**Your objective**
Gather every line in the items below that contains the word "skyscraper", and copy each one out in full.
## Begin Extracted data
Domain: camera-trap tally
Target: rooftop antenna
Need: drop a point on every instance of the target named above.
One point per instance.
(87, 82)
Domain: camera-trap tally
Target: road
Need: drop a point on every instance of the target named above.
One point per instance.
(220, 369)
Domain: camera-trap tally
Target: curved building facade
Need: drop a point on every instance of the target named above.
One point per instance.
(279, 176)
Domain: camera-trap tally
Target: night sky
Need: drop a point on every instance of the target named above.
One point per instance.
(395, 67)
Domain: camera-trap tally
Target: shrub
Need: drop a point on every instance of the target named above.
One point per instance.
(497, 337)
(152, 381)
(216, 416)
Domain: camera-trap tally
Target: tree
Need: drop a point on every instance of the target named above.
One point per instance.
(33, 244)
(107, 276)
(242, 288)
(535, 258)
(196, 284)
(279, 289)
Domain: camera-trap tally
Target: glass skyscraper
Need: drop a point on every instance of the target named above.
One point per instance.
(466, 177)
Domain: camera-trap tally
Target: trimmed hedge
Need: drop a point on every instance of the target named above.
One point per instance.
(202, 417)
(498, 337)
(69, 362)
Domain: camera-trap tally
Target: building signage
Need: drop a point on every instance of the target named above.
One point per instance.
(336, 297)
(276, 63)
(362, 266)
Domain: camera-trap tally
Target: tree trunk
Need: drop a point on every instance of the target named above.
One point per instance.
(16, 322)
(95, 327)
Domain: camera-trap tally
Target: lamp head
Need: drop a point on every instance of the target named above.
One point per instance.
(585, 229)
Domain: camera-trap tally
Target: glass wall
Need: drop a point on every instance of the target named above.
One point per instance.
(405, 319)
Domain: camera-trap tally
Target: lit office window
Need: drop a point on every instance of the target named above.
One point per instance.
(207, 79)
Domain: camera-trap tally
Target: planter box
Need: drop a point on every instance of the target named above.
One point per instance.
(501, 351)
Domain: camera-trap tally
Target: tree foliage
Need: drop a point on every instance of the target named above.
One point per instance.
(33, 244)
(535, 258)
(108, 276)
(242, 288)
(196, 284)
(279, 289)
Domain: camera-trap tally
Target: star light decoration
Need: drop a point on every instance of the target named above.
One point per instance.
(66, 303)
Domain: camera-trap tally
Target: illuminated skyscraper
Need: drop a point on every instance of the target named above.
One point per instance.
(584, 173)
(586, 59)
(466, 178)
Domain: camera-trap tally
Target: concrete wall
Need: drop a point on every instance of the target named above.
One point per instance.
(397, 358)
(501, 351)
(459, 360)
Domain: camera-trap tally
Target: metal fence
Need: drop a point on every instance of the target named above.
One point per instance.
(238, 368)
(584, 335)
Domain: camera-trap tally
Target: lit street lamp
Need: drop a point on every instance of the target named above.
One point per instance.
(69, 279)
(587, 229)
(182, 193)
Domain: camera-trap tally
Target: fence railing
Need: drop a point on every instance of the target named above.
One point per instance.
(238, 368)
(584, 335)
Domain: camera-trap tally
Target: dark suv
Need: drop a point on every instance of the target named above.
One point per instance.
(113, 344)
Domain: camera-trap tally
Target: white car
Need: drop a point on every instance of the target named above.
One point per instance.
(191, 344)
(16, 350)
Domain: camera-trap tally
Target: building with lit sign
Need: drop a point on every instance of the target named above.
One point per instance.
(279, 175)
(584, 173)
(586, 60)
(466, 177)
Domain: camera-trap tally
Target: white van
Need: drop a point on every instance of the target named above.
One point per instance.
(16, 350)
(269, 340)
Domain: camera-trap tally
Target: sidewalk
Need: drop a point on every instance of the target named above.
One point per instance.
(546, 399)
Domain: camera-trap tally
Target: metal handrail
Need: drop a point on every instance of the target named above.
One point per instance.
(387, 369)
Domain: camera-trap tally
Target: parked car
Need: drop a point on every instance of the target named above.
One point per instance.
## End Extracted data
**Answer below**
Target: glass skyscraper
Target: illuminated skyscraper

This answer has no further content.